=== YOUR ASSIGNMENT ===
An exact printout of all the entries is required.

=== DATA TO EXAMINE ===

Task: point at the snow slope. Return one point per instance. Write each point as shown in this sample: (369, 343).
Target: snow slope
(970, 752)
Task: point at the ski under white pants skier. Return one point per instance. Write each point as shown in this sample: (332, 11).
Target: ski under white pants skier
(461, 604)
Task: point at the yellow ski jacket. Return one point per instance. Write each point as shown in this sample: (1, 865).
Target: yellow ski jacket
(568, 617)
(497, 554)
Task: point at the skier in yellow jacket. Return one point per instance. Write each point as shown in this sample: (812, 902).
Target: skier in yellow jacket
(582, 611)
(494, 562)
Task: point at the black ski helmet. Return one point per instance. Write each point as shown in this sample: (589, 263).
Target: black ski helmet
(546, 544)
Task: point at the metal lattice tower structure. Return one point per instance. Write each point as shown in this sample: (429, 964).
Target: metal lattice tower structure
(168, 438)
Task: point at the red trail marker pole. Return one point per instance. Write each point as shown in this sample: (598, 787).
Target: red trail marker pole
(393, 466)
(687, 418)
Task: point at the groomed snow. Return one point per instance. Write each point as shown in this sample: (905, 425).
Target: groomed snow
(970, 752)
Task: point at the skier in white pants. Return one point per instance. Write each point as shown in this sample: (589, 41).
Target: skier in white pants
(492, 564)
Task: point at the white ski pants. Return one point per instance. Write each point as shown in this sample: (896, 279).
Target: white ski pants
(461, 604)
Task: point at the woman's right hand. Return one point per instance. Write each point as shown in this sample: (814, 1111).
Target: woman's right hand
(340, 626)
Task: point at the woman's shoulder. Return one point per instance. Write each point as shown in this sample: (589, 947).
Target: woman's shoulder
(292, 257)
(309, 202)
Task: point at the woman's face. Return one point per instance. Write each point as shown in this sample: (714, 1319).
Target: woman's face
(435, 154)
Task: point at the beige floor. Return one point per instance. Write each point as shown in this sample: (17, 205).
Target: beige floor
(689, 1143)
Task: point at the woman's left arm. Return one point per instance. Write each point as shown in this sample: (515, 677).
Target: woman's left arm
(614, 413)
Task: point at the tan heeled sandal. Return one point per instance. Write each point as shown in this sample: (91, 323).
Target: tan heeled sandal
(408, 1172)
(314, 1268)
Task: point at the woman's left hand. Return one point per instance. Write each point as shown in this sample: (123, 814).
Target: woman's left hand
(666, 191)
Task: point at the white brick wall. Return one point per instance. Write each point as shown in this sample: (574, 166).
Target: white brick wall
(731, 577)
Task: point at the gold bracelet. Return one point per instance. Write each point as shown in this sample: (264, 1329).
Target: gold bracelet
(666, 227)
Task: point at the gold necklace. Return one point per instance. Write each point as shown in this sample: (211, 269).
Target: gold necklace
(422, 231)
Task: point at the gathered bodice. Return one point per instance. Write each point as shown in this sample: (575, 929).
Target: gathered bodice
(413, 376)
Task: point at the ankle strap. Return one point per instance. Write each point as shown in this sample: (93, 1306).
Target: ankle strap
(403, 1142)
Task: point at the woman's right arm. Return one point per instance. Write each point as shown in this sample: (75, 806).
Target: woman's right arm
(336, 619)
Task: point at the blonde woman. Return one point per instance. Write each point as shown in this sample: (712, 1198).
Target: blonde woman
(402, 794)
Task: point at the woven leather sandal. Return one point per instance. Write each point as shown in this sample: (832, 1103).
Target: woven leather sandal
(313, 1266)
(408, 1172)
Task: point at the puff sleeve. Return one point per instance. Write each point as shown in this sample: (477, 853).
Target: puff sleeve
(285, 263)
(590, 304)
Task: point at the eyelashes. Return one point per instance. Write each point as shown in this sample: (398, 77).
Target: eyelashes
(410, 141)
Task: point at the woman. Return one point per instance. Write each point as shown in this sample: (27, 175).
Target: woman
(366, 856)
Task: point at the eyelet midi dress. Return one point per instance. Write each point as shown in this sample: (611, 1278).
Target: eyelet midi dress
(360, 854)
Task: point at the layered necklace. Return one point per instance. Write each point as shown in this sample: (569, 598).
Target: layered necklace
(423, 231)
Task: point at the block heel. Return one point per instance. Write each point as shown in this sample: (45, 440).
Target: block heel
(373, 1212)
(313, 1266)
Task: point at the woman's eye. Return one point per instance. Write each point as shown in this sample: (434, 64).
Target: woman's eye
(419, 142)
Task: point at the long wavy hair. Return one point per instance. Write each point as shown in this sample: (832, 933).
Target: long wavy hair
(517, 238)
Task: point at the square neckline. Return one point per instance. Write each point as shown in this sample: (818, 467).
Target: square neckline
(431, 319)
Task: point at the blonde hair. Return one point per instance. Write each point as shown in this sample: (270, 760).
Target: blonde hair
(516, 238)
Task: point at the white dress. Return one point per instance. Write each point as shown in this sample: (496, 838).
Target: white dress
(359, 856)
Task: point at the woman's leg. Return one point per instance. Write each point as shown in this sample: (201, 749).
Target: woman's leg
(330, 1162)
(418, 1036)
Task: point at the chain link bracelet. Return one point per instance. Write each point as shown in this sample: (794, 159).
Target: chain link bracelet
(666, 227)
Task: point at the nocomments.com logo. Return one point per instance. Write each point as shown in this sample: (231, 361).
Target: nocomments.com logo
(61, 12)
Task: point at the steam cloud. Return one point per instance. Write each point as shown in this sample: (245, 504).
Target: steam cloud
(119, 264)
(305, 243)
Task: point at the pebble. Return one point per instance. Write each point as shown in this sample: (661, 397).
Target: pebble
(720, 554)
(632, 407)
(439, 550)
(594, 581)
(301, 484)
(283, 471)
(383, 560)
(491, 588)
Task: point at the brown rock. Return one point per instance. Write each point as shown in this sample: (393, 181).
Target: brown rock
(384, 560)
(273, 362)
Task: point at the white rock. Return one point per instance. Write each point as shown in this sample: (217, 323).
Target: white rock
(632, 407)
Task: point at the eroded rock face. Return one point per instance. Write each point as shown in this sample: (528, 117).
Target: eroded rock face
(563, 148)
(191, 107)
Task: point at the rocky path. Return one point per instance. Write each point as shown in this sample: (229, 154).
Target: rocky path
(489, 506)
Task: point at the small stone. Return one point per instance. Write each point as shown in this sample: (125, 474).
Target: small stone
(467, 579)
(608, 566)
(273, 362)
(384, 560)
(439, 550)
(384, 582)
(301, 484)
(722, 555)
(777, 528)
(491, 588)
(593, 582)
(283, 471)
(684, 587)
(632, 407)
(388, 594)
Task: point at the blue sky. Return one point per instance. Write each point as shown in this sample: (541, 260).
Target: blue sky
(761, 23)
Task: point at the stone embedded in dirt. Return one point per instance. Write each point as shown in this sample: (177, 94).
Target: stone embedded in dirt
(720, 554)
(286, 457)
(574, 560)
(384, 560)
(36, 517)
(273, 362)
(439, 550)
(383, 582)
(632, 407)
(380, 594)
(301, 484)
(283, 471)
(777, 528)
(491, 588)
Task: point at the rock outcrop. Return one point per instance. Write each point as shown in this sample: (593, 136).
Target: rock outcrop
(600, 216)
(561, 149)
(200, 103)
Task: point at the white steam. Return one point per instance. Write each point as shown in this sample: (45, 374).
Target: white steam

=== RESPONSE AREA ===
Task: point at the snow slope. Return one point per instance. Write each point as shown in this sample: (369, 343).
Target: snow slope
(970, 752)
Task: point at the ski under white pants skier. Return one point per instance. Write each point as shown in this sample: (332, 11).
Target: ski under white pants skier
(461, 604)
Task: point at the yellow ski jacket. Return one point per instance. Write each point as shown in this sample: (1, 865).
Target: yellow ski jacket
(568, 617)
(497, 554)
Task: point at the skier in yellow jacket. Return one point per instance. Write each point as shown in this sample: (812, 902).
Target: skier in yellow jacket
(582, 611)
(494, 562)
Task: point at the black ski helmet. Return one point per instance. Write each point as shown in this sample: (589, 263).
Target: black ski helmet
(546, 544)
Task: point at the metal lattice tower structure. Return one point per instance. Write each point as shown in this sample: (429, 964).
Target: metal lattice tower structure
(168, 438)
Task: point at the red trail marker pole. Return one point per instance. Write each point as shown in this sample: (598, 787).
Target: red trail marker pole
(393, 466)
(687, 418)
Task: point at the groomed snow. Return one point per instance. Write each point as shown in this sample: (905, 425).
Target: groomed snow
(970, 752)
Task: point at the skier in white pants. Return one point per instance. Write each point as shown in this sample: (589, 41).
Target: skier in white pants
(492, 564)
Task: point at the white ski pants. Return one point per instance. Write each point as shown in this sample: (896, 279).
Target: white ski pants
(461, 604)
Task: point at the woman's right hand. Return one point per instance. Write each point as shown in this sample: (814, 1111).
Target: woman's right hand
(340, 626)
Task: point at the woman's shoulder. Return one point per instance. Write each point as shown in this sample: (589, 947).
Target: woman's shoulder
(292, 257)
(309, 202)
Task: point at the woman's face. Return one point per instance. Write each point as shown in this sample: (714, 1319).
Target: woman's face
(435, 154)
Task: point at the beige floor. Return one point per instance. Write each point as shown in this sample: (17, 205).
Target: beige floor
(689, 1143)
Task: point at the woman's left arm. Return one point per instance. Write each point as shown in this sample: (515, 677).
Target: woman's left arm
(614, 413)
Task: point at the tan heeled sandal. Return one point per instance. Write each point as shown in this sample: (91, 323).
Target: tan heeled sandal
(408, 1172)
(314, 1268)
Task: point at the woman's left hand. Return one point per instance. Write each point as shown in this sample: (123, 814).
Target: woman's left hand
(666, 191)
Task: point at the white brick wall. Return one point per instance. Write each point as shown in this sample: (574, 166).
Target: white brick wall
(731, 577)
Task: point at the gold bracelet. Return one point per instance. Write each point as shown in this sample: (264, 1329).
Target: gold bracelet
(666, 227)
Task: point at the gold necklace. Return one point per instance. Write each point as shown in this sample: (211, 269).
Target: gold necklace
(422, 231)
Task: point at the gathered bodice. Return one point per instance. Write each point as shown in this sample: (575, 929).
Target: gathered bodice
(413, 376)
Task: point at the ankle strap. Return one point per instance. Write each point as shown in this sample: (93, 1306).
Target: ankle strap
(403, 1142)
Task: point at the woman's right arm. Return one point per instance. Write each point as shown in this sample: (75, 806).
Target: woman's right arm
(336, 619)
Task: point at the blonde woman. Return one point per instance. Write each point as shown in this sample: (712, 1198).
Target: blonde woman
(402, 794)
Task: point at the woven leather sandal. Return one point per instance. Write each point as shown in this sample: (832, 1103).
Target: woven leather sandal
(313, 1266)
(408, 1172)
Task: point at the puff sleeve. Return one point per instance. Write each point as shown in this sample: (477, 853).
Target: puff sleeve
(285, 263)
(590, 304)
Task: point at the eyelashes. Return one point per instance. Write each point as shown in this sample: (398, 77).
Target: eyelashes
(410, 141)
Task: point at the woman. Return one point per instance. Write each point as shown in this sample: (27, 175).
Target: woman
(366, 856)
Task: point at the eyelet midi dress. Return one point per instance. Write each point as shown in this sample: (611, 1278).
Target: eyelet midi dress
(360, 854)
Task: point at the layered necklace. Return one point per instance. Write each point as shown in this sample: (569, 598).
Target: layered necklace
(423, 231)
Task: point at the block heel. Return one point per instance. Write each point as shown in this sample: (45, 440).
Target: block heel
(373, 1212)
(313, 1266)
Task: point at the woman's eye. Return one point per instance. Write each point as shown in this sample: (434, 64).
Target: woman's eye
(419, 142)
Task: point at the long wavy hair. Return one point per instance. Write each point as shown in this sample: (832, 933).
Target: long wavy hair
(517, 238)
Task: point at the square neckline. Return one point per instance. Write each point as shown in this sample: (818, 467).
Target: square neckline
(431, 319)
Task: point at the blonde hair. Return one point per instance. Write each point as shown in this sample: (270, 760).
Target: blonde hair
(516, 238)
Task: point at the white dress. Return one point per instance. Write each point as shown in this sample: (496, 838).
Target: white dress
(359, 856)
Task: point at the woman's leg. Return one point per instance. Write each point as shown in this sample: (201, 749).
Target: woman's leg
(330, 1162)
(418, 1036)
Task: point at the chain link bracelet. Return one point per instance. Write each point as shown in this sample: (794, 159).
Target: chain link bracelet
(666, 227)
Task: point at the nocomments.com logo. Return one point per instance. Write each point as shown in this sample: (231, 361).
Target: nocomments.com logo
(61, 12)
Task: point at the steam cloud. Return one point per instance. Write each point as shown in this sample: (245, 504).
Target: steam cloud
(119, 264)
(305, 243)
Task: point at the pebble. Return one point per instance. Write each point as shown in this sample: (661, 397).
Target: pebble
(720, 554)
(632, 407)
(439, 550)
(594, 581)
(301, 484)
(283, 471)
(383, 560)
(491, 588)
Task: point at the brown rock. Return one point per instance. Write each point as shown in this sample: (393, 181).
Target: brown rock
(384, 560)
(273, 362)
Task: point at the white rock. Return one point per instance. Write each point as shown in this sample: (217, 323).
Target: white rock
(632, 407)
Task: point at the eroded rock face. Return one point per instance. Write each point as shown in this sample: (528, 117).
Target: eroded rock face
(563, 148)
(191, 107)
Task: point at the rocky path. Return one point per instance. Write each point as shown in this sample: (229, 154).
Target: rocky path
(489, 506)
Task: point at the small stone. Return one point per instance. Write each point as shown in this sample: (125, 474).
Target: small stone
(467, 579)
(608, 566)
(273, 362)
(384, 560)
(439, 550)
(384, 582)
(301, 484)
(722, 555)
(777, 528)
(491, 588)
(593, 582)
(283, 471)
(684, 587)
(632, 407)
(388, 594)
Task: point at the blue sky. Return one point per instance. Write each point as shown in this sample: (541, 260).
Target: blue sky
(761, 23)
Task: point at the stone embedded in dirt. Return one point per instance. Write each point as shown in this sample: (177, 94).
Target: stone embedded in dirt
(720, 554)
(286, 457)
(574, 560)
(384, 560)
(36, 517)
(273, 362)
(439, 550)
(383, 582)
(632, 407)
(380, 594)
(301, 484)
(283, 471)
(777, 528)
(491, 588)
Task: point at the rock outcrop. Return one point per instance. Write each point as shown in this sample: (593, 136).
Target: rock outcrop
(600, 216)
(561, 149)
(200, 103)
Task: point at the white steam. Return one point per instance. Write each point as shown in this sample: (45, 374).
Target: white steam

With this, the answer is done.